▶ ACTION ITEM
All of the records below are to be given again word for word, with the pictures removed.
---------- EXERCISE DATA
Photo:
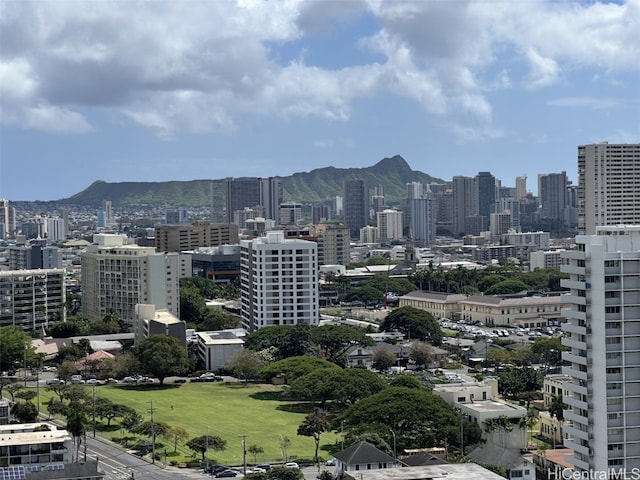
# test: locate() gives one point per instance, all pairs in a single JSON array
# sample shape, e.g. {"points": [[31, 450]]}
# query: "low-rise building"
{"points": [[34, 443], [499, 421], [215, 348], [150, 321], [440, 305]]}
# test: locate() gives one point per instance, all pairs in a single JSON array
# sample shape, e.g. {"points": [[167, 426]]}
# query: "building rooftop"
{"points": [[453, 471]]}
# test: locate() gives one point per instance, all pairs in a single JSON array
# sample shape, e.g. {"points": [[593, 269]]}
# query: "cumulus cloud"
{"points": [[199, 69]]}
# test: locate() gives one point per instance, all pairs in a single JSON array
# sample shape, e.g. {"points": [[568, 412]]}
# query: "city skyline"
{"points": [[157, 92]]}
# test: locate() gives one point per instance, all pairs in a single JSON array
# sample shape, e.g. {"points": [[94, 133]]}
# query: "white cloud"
{"points": [[586, 102], [198, 69]]}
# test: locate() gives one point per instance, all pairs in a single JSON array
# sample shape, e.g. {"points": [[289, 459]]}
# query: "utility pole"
{"points": [[94, 410], [153, 434], [244, 454]]}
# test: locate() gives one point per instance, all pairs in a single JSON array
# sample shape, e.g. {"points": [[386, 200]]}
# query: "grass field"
{"points": [[228, 410]]}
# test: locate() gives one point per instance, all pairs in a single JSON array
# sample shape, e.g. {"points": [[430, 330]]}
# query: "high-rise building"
{"points": [[179, 238], [118, 275], [422, 221], [521, 187], [279, 281], [465, 203], [608, 185], [7, 219], [240, 193], [487, 193], [32, 299], [389, 223], [290, 213], [602, 333], [355, 206], [552, 191], [320, 214], [333, 244]]}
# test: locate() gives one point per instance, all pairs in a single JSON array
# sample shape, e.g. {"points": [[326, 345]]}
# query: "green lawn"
{"points": [[226, 410]]}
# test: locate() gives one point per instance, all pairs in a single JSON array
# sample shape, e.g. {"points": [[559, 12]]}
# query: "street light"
{"points": [[395, 459]]}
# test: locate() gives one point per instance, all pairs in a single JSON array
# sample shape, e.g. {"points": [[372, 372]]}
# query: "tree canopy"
{"points": [[161, 356], [296, 367], [414, 323]]}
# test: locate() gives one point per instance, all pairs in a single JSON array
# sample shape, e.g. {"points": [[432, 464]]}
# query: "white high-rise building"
{"points": [[603, 334], [389, 225], [279, 281], [608, 185], [118, 275]]}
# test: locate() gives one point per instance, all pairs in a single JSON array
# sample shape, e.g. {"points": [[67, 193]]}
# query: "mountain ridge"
{"points": [[315, 186]]}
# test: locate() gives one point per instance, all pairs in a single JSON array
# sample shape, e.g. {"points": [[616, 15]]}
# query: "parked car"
{"points": [[226, 473], [55, 381]]}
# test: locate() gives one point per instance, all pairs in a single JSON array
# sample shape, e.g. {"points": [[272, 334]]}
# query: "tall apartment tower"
{"points": [[7, 219], [521, 187], [355, 206], [239, 193], [278, 281], [465, 203], [119, 275], [333, 244], [389, 223], [487, 192], [608, 185], [603, 334], [552, 190]]}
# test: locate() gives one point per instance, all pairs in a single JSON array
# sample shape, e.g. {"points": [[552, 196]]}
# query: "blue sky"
{"points": [[164, 90]]}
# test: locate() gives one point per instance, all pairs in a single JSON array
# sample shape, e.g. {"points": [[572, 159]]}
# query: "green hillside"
{"points": [[318, 185]]}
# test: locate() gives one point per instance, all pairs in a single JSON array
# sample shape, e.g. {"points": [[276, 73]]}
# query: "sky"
{"points": [[205, 89]]}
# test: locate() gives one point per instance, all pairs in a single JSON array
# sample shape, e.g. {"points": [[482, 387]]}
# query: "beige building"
{"points": [[179, 238], [440, 305], [150, 321], [523, 311], [118, 275]]}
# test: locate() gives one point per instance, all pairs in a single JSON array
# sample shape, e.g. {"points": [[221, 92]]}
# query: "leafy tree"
{"points": [[161, 356], [382, 359], [216, 319], [193, 307], [176, 435], [416, 416], [407, 381], [506, 287], [296, 367], [332, 341], [152, 429], [557, 407], [105, 408], [517, 381], [206, 442], [366, 295], [548, 351], [76, 421], [130, 420], [414, 323], [255, 450], [421, 354], [314, 424], [26, 395], [25, 412], [14, 345], [285, 443], [13, 389], [245, 364], [289, 340]]}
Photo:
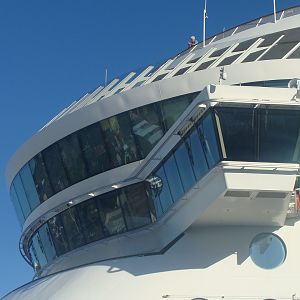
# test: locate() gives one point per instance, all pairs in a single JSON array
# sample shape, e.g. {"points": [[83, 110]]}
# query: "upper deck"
{"points": [[152, 73]]}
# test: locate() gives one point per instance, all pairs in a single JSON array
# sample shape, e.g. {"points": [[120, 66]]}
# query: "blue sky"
{"points": [[53, 52]]}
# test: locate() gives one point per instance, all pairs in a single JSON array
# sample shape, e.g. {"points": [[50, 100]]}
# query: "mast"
{"points": [[204, 22], [274, 5]]}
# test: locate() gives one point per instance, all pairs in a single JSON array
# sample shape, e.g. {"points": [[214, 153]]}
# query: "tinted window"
{"points": [[173, 108], [184, 166], [15, 201], [90, 221], [135, 204], [209, 140], [21, 195], [55, 168], [111, 213], [236, 123], [162, 193], [40, 177], [46, 240], [72, 228], [72, 158], [146, 127], [29, 186], [94, 150], [58, 235], [279, 138], [196, 154], [120, 140], [173, 178]]}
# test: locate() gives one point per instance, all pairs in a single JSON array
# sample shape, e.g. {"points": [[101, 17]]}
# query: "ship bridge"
{"points": [[127, 169]]}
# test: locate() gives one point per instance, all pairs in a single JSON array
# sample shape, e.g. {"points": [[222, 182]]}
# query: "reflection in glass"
{"points": [[90, 221], [56, 171], [209, 140], [238, 122], [58, 235], [154, 185], [93, 149], [135, 204], [72, 159], [21, 195], [72, 228], [196, 154], [184, 166], [16, 204], [172, 108], [46, 241], [119, 139], [38, 251], [279, 137], [173, 178], [29, 187], [40, 177], [164, 198], [111, 213], [146, 127], [267, 251]]}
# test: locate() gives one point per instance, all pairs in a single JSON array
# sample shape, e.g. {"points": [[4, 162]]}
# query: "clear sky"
{"points": [[53, 52]]}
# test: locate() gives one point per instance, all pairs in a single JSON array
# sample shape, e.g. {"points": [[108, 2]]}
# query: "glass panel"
{"points": [[55, 168], [172, 108], [173, 178], [146, 127], [40, 177], [239, 132], [15, 201], [119, 139], [162, 192], [72, 159], [209, 141], [267, 251], [93, 149], [21, 196], [196, 154], [46, 240], [279, 135], [135, 204], [278, 51], [72, 228], [29, 186], [90, 221], [254, 55], [58, 235], [39, 250], [111, 213], [228, 60], [184, 167], [154, 186], [295, 54]]}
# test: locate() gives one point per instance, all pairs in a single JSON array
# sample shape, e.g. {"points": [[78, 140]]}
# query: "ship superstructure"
{"points": [[178, 182]]}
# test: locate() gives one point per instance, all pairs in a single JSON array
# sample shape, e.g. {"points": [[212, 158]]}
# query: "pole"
{"points": [[105, 80], [204, 23], [274, 4]]}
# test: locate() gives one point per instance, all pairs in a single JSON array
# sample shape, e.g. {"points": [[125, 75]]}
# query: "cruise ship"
{"points": [[177, 182]]}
--------------------
▶ EXERCISE OUTPUT
Photo:
# test: locate() gives one point per instance, all pairs in a single JSON array
# sample shape, e.g. {"points": [[31, 450]]}
# query: "low-rise building"
{"points": [[34, 443], [499, 421], [215, 348], [150, 321], [440, 305]]}
# test: locate() gives one point per instance, all pairs in a single JSON array
# sample shape, e.g. {"points": [[167, 426]]}
# query: "building rooftop"
{"points": [[453, 471]]}
# test: locate() gives one point per instance, all pairs in a single JSON array
# sample shape, e.g. {"points": [[593, 269]]}
# query: "cumulus cloud"
{"points": [[199, 69]]}
# test: locate() gives one point per instance, all pairs in a single JSON array
# sample shape, e.g. {"points": [[568, 412]]}
# query: "city skyline"
{"points": [[157, 92]]}
# test: locate() gives one point per instance, all pairs in a single JSON array
# sample shape, e.g. {"points": [[94, 133]]}
# query: "white cloud"
{"points": [[586, 102], [198, 69]]}
# test: locate() gives one point per instance, all pairs in a single JSON array
# sample shape, e.g. {"points": [[289, 459]]}
# query: "utility pole"
{"points": [[94, 410], [153, 434], [244, 454]]}
# test: locate() gives one point per instance, all pairs in a single JSON array
# sample shape, e.g. {"points": [[386, 200]]}
# query: "grass field"
{"points": [[228, 410]]}
# test: locate() gives one point per instance, all pairs in a single JSON array
# sample shape, e.g. {"points": [[430, 330]]}
# query: "high-rise building"
{"points": [[179, 238], [118, 275], [422, 221], [521, 187], [279, 281], [465, 203], [608, 185], [7, 219], [240, 193], [487, 193], [32, 299], [389, 223], [290, 213], [602, 333], [355, 206], [552, 191], [320, 214], [333, 244]]}
# test: locate() gives one point per instance, all pairs in a single JSON array
# sample shape, e.g. {"points": [[326, 345]]}
# query: "green lawn"
{"points": [[226, 410]]}
# test: locate() gives one point per instance, all pairs in a single JSON array
# sample shape, e.g. {"points": [[559, 12]]}
# query: "street light"
{"points": [[395, 459]]}
# test: locate() gives one point per instance, all pairs in a single JSON array
# sample shape, e.g. {"points": [[372, 372]]}
# query: "tree canopy"
{"points": [[161, 356], [296, 367], [414, 323]]}
# test: locate() gives one point per instance, all pairs in a single JSON array
# sample shape, e.g. {"points": [[432, 464]]}
# query: "white high-rise building"
{"points": [[603, 334], [389, 225], [279, 281], [608, 185], [118, 275]]}
# test: locate() gives one point per instance, all pairs in a single JSON array
# sample shape, e.g. {"points": [[67, 193]]}
# query: "mountain ridge"
{"points": [[315, 186]]}
# test: locate() gives one point per instance, all pairs in a single JSON array
# sample shape, e.g. {"points": [[616, 15]]}
# query: "parked car"
{"points": [[226, 473], [55, 381]]}
# test: locate() gives one point per instance, all pairs in a single JSON array
# sample shape, e.g. {"points": [[272, 334]]}
# query: "tall apartment tower"
{"points": [[7, 219], [521, 187], [355, 206], [239, 193], [278, 281], [465, 203], [119, 275], [333, 244], [389, 223], [487, 192], [608, 185], [603, 334], [552, 190]]}
# test: locate() gives one point per instance, all pairs in a single JSON array
# sample shape, e.g. {"points": [[552, 196]]}
# query: "blue sky"
{"points": [[164, 90]]}
# test: locate() gives one point per instance, all pairs in a single JSON array
# sample shape, e.g. {"points": [[572, 159]]}
# query: "green hillside"
{"points": [[318, 185]]}
# test: locate() gives one point per instance, all pairs in a single JSON array
# sample shape, e.g. {"points": [[276, 73]]}
# query: "sky"
{"points": [[205, 89]]}
# test: locate() gives one point per instance, all pairs in a single JSON array
# sample shape, e.g. {"points": [[482, 387]]}
# query: "beige building"
{"points": [[179, 238], [440, 305], [150, 321], [523, 311], [118, 275]]}
# test: locate() gives one point per instance, all pairs in a single JSON array
# sample shape, e.g. {"points": [[221, 92]]}
# query: "leafy tree"
{"points": [[161, 356], [382, 359], [216, 319], [193, 307], [176, 435], [416, 416], [407, 381], [506, 287], [296, 367], [332, 341], [152, 429], [557, 407], [105, 408], [517, 381], [206, 442], [366, 295], [548, 351], [76, 421], [130, 420], [414, 323], [255, 450], [421, 354], [314, 424], [26, 395], [25, 412], [14, 345], [285, 443], [13, 389], [245, 364], [289, 340]]}
Photo:
# test: locate() gives one point per instance, all pairs in a single JSON array
# sample shape, e.g. {"points": [[83, 110]]}
# query: "upper deck"
{"points": [[152, 73]]}
# test: locate() gives one point per instance, all pairs in a single JSON array
# sample shape, e.g. {"points": [[120, 66]]}
# query: "blue sky"
{"points": [[53, 52]]}
# test: locate() gives one point per instance, all pairs in a single JSON array
# sample shape, e.g. {"points": [[50, 100]]}
# query: "mast"
{"points": [[204, 22], [274, 5]]}
# test: locate() gives one point per instance, all pairs in a single JSON array
# sample shape, e.g. {"points": [[214, 153]]}
# query: "tinted window"
{"points": [[173, 108], [184, 166], [15, 201], [90, 221], [135, 204], [209, 140], [21, 195], [55, 168], [111, 213], [236, 123], [162, 193], [40, 177], [46, 240], [72, 228], [72, 158], [146, 127], [29, 186], [94, 150], [58, 235], [279, 138], [196, 154], [120, 140], [173, 178]]}
# test: locate() gives one point per instance, all pairs in a single JSON array
# sample shape, e.g. {"points": [[101, 17]]}
# query: "ship bridge"
{"points": [[127, 169]]}
# test: locate() gives one point per instance, all pairs in a single JSON array
# sample shape, e.g. {"points": [[222, 182]]}
# query: "reflection in glass"
{"points": [[90, 221], [56, 171], [209, 140], [238, 122], [58, 235], [154, 185], [93, 149], [135, 204], [72, 159], [21, 195], [72, 228], [196, 154], [184, 166], [16, 204], [172, 108], [46, 241], [119, 139], [38, 251], [279, 137], [173, 178], [29, 187], [40, 177], [164, 198], [111, 213], [146, 127], [267, 251]]}
# test: locate() gives one point per instance, all pairs in a single JSON array
# sample shape, e.g. {"points": [[4, 162]]}
# query: "clear sky"
{"points": [[53, 52]]}
# test: locate() gives one point per instance, all pairs in a single JSON array
# sample shape, e.g. {"points": [[108, 2]]}
# query: "glass panel"
{"points": [[55, 168], [172, 108], [173, 178], [146, 127], [40, 177], [239, 132], [15, 201], [119, 139], [162, 192], [72, 159], [209, 141], [267, 251], [93, 149], [21, 196], [196, 154], [46, 240], [279, 135], [135, 204], [278, 51], [72, 228], [29, 186], [90, 221], [254, 55], [58, 235], [39, 250], [111, 213], [228, 60], [184, 167], [154, 186], [295, 54]]}
# test: locate() gives one point per instance, all pairs in a single JSON array
# sample shape, e.g. {"points": [[78, 140]]}
# query: "ship superstructure"
{"points": [[178, 182]]}
# test: locate() gives one point per instance, all pairs in a single JSON array
# sample shape, e.g. {"points": [[212, 158]]}
# query: "pole"
{"points": [[105, 80], [204, 23], [274, 4]]}
# test: locate() gives one point per instance, all pairs in a single JSON array
# sample shape, e.g. {"points": [[125, 75]]}
# query: "cruise ship"
{"points": [[177, 182]]}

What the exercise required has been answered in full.